Please quote the material exactly, every line of it.
━━━━━ STORED ROWS ━━━━━
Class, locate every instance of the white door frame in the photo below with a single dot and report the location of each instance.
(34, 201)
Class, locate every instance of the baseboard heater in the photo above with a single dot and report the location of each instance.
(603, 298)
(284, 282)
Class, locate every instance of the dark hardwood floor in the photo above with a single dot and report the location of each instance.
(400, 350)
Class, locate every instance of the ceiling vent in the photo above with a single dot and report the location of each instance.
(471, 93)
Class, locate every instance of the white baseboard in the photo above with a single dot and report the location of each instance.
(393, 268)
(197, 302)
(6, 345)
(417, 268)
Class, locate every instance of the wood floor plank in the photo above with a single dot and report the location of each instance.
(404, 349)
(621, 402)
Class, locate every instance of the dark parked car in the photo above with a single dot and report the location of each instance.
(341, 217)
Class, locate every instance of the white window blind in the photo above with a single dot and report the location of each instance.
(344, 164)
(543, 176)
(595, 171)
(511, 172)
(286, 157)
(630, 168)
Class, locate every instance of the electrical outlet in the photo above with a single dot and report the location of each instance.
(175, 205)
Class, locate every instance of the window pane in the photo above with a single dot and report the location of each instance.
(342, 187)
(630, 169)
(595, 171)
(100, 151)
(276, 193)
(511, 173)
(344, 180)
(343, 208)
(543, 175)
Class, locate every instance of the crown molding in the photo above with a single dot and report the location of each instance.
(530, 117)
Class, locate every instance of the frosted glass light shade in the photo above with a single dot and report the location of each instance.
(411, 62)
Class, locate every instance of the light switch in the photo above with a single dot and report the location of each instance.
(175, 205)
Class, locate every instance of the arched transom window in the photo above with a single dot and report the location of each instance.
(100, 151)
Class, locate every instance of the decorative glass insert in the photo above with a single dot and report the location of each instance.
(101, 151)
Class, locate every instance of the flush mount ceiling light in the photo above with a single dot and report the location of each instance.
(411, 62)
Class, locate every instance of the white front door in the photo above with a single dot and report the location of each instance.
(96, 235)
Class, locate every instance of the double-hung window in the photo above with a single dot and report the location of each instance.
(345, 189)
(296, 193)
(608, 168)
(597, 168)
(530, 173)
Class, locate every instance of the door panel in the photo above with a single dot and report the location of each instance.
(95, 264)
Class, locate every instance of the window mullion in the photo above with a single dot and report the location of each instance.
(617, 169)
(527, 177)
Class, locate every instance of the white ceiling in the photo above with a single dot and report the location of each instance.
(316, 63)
━━━━━
## THE COMPLETED TASK
Class, locate every instance of the white door frame in the photo below with a single dot and report the location of each instance.
(34, 201)
Class, locate every instance of the baseboard heater in the photo above with a single dot and report the location of each instance.
(603, 298)
(284, 282)
Class, locate every instance of the dark hardwood floor in the photo above with a single dot and report the location of each instance.
(400, 350)
Class, locate every instance of the ceiling vent in the photo above with a single dot and report the location of each instance.
(471, 93)
Class, locate every instance of the white baseboard in the photo above with a single dot and report the location of each instance.
(393, 268)
(197, 302)
(6, 345)
(417, 268)
Class, locate every instance of the wood floor plank in the photo above with a single dot and report the location of each instance.
(404, 349)
(621, 402)
Class, locate every instance of the dark parked car in the photo above with a single dot and report the location of each instance.
(341, 217)
Class, locate every instance of the white window blind in the photo above with a single dot and report the location of each instance.
(344, 164)
(543, 176)
(595, 171)
(511, 172)
(286, 157)
(630, 168)
Class, locate every instance of the electrical outlet in the photo above with a single dot and report the location of each instance.
(175, 205)
Class, locate every instance of the window pane in the photo above with a single dot and report the location of each instance.
(342, 187)
(630, 169)
(595, 171)
(100, 151)
(276, 193)
(511, 173)
(344, 180)
(343, 208)
(543, 175)
Class, locate every instance of the crown molding in the photo above with a single dot and report the location of each instance.
(530, 117)
Class, locate every instance of the frosted glass light shade in the photo above with a single dot and report the location of each instance.
(411, 62)
Class, locate every instance of the light switch in the photo above with a single dot and report the location of each instance.
(175, 205)
Class, locate every instance of the arched transom window in the photo above with a single dot and report the location of each instance.
(100, 151)
Class, locate every instance of the decorative glass insert in the photo above with a single dot and report the location of each instance.
(101, 151)
Class, locate every instance of the flush mount ceiling light in the photo above with a single dot and report the location of each instance.
(411, 62)
Class, locate every instance of the white front door in the photo above with a single dot and report the location of each instance.
(96, 235)
Class, locate every instance of the double-hung window in the photo above with a single dot and report the location of each instance.
(345, 189)
(296, 193)
(608, 168)
(597, 168)
(530, 173)
Class, locate every instance of the door panel in the photo above with a single dot and report the location of each instance.
(95, 264)
Class, locate every instance of the window mullion in the photo above with a single dot and report the location of each instance.
(617, 169)
(527, 177)
Class, locate every instance of the white ceiling in the photo above with a single dot and report the location of each instance.
(316, 63)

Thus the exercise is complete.